ИЗБРАННЫЙ ОТРЫВОК
________________

Тогда, повернувшись ко мне, он сказал, и в голосе его слышалось все: ненависть, презрение, насмешка, горечь.
– Мы знаем только Ларибуазьер.
Это невинное слово, произнесенное по-деревенски, нараспев, прозвучало похоронным звоном.
– Да полно, – ответил я ему, – сдохнуть везде одинаково можно: что в частной больнице, что в государственной…
Но его восклицания у меня по спине мурашки забегали.
М. Н. очень умен; чувствуется, что проблемы свои он подобрал по дороге. Он их не выносил и не родил в муках.
Мне стоит большого усилия убедить себя, что я теперь в возрасте тех, кто казался мне дряхлым, когда я был молодым.
О кровосмесительном характере теорий Барреса. По его мнению, нельзя, невозможно любить людей иной крови.
Баррес (я читаю теперь с ожесточенной усидчивостью второй том его «Дневников»), видимо, обеспокоен тем, что отец Шопена происходит из Нанта. (Я писал об этом несколько страниц; нужно их только найти и доразвить.) Он отмечает факт, чтобы тотчас о нем забыть. Как он ловко сам себя изобличает! То же самое и о Клоде Желэ, великом лотарингце.
Упорство, с каким он отстаивает абсурд, – вот что, может быть, больше всего и трогает в Барресе.
Но чтобы лианообразная мысль его могла вытянуться, ей необходима подпорка.
«…закон человеческого производства. Мы знаем, что энергия индивидуума есть не что иное, как сумма душ его покойников, и что она получается только благодаря непрерывности земного влияния».
И наивно добавляет:
«Вот где одна из основных идей, почти достаточных для оплодотворения ума, так часто возможно их применение». И действительно, вся работа его мысли заключалась в применении этой теории к отдельным случаям.
Нельзя твердо сказать, что эта теория ошибочна, но, как все теории, она, по прошествии определенного времени и сыграв раз навсегда определенную роль в прогрессе человечества, станет располагать к праздности и всячески тормозить его дальнейшее развитие.
И вдруг – поразительное признание:
«Лотарингия – могу ли я сказать со всей искренностью, что я ее люблю?..» Что он действительно любит, так это Толедо, Венецию, Константинополь, Азию.
«…Но она проникает в не принадлежащую ей жизнь мою и, может быть, завладевает ею. Не знаю, люблю ли я ее; но, войдя в мое существо через страдание, она стала одной из причин моего развития».

________________

ПОКАЗАННЫЕ ДАННЫЕ

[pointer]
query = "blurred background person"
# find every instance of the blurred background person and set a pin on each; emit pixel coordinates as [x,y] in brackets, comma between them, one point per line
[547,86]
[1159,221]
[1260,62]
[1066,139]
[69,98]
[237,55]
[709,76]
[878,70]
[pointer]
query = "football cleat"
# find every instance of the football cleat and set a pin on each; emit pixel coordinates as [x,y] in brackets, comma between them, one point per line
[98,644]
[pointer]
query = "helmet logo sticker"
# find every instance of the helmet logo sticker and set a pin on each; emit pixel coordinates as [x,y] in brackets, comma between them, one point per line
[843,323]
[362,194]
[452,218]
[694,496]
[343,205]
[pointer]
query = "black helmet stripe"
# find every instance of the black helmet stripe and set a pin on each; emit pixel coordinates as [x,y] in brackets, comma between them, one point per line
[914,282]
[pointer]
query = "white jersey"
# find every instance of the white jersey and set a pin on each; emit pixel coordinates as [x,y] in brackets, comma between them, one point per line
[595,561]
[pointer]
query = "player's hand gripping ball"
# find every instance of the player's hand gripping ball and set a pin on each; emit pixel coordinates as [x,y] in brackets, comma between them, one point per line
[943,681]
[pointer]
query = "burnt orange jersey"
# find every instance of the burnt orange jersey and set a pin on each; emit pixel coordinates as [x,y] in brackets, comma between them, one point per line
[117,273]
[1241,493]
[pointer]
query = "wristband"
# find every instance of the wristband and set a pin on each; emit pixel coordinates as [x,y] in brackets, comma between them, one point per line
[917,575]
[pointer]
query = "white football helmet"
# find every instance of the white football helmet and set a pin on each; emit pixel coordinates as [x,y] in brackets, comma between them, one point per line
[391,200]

________________

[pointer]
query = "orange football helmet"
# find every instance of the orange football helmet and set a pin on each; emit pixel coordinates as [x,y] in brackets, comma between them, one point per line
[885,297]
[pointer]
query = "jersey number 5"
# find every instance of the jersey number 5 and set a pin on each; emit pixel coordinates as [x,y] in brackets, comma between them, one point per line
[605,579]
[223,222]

________________

ЧТО НУЖНО СДЕЛАТЬ
[a] Чей отец, согласно отрывку, происходит из Нанта?
[b] Перечислите, пожалуйста, все места, которые, как сказано в отрывке, Баррес действительно любит.

ОТВЕТЫ ПО ЗАДАНИЯМ
[a] Отец Шопена.

[b] Толедо, Венеция, Константинополь, Азия.